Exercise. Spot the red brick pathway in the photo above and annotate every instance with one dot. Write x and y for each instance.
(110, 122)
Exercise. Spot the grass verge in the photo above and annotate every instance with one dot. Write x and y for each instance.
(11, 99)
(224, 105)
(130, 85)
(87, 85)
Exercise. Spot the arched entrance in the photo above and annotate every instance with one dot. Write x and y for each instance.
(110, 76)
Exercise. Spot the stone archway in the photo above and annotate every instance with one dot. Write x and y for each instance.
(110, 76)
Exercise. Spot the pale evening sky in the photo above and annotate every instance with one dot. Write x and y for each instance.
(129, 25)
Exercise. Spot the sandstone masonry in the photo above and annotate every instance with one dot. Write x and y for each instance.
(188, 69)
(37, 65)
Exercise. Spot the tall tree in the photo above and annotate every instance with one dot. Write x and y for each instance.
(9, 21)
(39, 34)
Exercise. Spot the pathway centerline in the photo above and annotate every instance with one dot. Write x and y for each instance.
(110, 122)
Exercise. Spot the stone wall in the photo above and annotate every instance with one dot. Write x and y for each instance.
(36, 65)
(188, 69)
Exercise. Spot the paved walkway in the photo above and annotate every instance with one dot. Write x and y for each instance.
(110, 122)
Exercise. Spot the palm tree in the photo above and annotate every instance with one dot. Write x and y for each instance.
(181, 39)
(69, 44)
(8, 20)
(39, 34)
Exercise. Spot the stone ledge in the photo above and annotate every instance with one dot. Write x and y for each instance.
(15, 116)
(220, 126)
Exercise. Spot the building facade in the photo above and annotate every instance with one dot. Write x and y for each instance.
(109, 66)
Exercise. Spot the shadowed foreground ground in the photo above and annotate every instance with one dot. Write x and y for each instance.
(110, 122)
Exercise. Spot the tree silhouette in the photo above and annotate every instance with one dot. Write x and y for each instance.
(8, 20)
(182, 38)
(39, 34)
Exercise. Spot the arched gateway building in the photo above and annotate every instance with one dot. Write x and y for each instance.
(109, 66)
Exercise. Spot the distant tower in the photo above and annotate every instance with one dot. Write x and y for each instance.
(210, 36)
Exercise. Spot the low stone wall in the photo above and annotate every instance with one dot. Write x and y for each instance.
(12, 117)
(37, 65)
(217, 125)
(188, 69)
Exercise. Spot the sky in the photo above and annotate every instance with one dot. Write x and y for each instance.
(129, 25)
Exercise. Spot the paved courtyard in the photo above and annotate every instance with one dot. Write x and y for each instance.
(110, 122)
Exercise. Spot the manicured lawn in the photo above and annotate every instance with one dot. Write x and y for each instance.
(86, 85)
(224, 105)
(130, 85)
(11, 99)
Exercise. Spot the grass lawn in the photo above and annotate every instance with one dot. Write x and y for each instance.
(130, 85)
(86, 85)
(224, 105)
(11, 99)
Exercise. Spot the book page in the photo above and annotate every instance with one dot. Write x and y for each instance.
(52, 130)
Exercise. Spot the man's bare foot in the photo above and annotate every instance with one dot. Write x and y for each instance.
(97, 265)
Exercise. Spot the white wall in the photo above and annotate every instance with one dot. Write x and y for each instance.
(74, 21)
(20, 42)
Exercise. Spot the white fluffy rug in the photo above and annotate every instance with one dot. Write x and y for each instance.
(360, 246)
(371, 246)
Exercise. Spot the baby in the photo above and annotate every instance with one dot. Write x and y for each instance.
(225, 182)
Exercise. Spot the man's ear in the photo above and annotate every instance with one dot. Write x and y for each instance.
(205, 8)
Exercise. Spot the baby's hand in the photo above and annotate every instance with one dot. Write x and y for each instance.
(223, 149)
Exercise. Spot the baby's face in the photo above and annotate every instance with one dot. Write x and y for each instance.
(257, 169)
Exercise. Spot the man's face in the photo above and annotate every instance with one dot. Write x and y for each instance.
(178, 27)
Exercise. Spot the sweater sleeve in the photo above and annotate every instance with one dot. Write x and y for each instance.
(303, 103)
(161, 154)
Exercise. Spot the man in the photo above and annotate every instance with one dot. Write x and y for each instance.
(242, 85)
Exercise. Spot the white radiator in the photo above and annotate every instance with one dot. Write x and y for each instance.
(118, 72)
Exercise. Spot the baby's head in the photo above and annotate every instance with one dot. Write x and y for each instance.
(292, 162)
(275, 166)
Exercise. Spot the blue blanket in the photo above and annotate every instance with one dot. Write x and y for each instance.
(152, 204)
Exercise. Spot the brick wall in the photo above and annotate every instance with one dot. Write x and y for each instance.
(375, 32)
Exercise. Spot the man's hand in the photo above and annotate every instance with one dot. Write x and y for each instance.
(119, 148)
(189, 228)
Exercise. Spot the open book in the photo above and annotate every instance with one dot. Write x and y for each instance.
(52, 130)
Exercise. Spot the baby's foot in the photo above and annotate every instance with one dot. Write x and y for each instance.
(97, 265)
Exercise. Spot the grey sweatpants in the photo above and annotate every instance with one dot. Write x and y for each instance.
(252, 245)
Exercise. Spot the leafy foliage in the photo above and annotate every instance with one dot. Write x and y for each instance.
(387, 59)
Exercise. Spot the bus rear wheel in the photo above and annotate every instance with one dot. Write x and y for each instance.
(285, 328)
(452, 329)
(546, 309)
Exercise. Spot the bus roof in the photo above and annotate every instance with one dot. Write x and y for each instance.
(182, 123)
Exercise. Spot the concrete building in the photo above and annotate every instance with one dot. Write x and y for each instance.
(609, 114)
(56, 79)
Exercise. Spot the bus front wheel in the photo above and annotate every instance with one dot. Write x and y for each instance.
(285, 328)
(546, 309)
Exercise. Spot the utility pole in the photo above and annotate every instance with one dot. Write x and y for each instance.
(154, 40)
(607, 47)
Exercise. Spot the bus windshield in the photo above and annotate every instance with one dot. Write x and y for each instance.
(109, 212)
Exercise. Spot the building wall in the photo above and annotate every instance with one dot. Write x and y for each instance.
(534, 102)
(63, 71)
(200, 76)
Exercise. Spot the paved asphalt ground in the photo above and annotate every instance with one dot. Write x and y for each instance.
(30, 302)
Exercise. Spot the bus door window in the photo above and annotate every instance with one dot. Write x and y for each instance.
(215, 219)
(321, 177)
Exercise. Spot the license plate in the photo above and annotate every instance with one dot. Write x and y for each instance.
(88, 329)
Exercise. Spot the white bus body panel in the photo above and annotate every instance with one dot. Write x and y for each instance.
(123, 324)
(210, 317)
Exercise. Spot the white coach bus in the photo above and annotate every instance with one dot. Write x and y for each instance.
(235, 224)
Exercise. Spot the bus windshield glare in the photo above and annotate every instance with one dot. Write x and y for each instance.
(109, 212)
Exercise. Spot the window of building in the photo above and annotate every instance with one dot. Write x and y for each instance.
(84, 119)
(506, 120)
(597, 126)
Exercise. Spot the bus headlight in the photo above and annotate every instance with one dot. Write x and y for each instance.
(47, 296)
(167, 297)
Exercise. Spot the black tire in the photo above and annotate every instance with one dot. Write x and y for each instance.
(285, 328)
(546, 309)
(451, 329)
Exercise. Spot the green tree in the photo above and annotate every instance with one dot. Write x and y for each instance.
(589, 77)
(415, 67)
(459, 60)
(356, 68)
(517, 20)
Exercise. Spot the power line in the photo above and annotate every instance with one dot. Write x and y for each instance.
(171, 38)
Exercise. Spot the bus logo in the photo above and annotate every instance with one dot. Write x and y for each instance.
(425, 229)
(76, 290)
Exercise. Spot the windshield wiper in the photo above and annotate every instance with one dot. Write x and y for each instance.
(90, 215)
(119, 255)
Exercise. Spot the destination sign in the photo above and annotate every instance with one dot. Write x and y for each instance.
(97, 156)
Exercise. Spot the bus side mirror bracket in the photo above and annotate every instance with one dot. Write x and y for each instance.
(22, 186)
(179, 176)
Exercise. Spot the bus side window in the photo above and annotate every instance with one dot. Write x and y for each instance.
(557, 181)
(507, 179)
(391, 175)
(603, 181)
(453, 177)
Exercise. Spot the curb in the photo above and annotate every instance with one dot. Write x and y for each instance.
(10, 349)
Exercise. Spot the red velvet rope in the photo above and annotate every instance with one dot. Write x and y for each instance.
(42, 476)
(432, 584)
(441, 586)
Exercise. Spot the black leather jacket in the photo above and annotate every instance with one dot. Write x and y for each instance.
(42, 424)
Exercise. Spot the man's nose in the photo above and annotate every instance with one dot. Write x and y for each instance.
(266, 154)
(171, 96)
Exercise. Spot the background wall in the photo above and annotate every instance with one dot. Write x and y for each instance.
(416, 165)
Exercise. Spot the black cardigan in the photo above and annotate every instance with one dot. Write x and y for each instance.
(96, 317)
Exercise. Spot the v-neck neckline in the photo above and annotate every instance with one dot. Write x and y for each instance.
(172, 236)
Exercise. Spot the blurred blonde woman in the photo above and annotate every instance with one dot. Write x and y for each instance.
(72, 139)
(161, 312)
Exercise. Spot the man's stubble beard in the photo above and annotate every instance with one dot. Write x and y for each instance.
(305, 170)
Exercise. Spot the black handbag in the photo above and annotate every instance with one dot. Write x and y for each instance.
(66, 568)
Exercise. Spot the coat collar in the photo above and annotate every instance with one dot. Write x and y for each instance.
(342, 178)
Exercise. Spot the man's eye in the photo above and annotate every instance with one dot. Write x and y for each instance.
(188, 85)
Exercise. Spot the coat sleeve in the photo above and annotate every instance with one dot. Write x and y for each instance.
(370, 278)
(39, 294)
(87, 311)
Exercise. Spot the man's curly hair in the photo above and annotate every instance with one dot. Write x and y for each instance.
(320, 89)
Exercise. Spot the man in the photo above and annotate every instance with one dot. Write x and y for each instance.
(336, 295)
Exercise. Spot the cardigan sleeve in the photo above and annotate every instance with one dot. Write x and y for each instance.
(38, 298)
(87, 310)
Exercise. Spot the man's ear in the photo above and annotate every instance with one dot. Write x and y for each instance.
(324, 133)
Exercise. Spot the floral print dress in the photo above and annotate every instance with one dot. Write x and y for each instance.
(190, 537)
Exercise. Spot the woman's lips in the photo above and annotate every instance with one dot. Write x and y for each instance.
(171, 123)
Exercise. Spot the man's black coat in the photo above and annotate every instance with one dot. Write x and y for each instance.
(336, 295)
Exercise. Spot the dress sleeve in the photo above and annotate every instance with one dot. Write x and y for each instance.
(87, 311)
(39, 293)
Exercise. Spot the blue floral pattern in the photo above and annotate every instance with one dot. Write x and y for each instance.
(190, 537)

★ ★ ★

- [Task goal]
Your task is to return, exactly and on their own, the lines from the one containing "Exercise. Spot the floral" through the last line of the listing.

- [Complete answer]
Exercise. Spot the floral print dress in the photo above and annotate every instance with one dot. Write x and y for each instance.
(190, 537)
Exercise. Spot the woman's lips in the photo above and annotate every instance with one dot. Write x and y for each instance.
(171, 123)
Exercise. Spot the man's black coat in the photo above and annotate every instance with one dot. Write x and y for each instance.
(336, 295)
Exercise. Spot the dress sleeve in the photo above and annotate every instance with one dot. Write x and y for each instance.
(87, 311)
(39, 293)
Exercise. Spot the blue floral pattern in the photo above and annotate every instance with one dot. Write x and y for each instance.
(190, 537)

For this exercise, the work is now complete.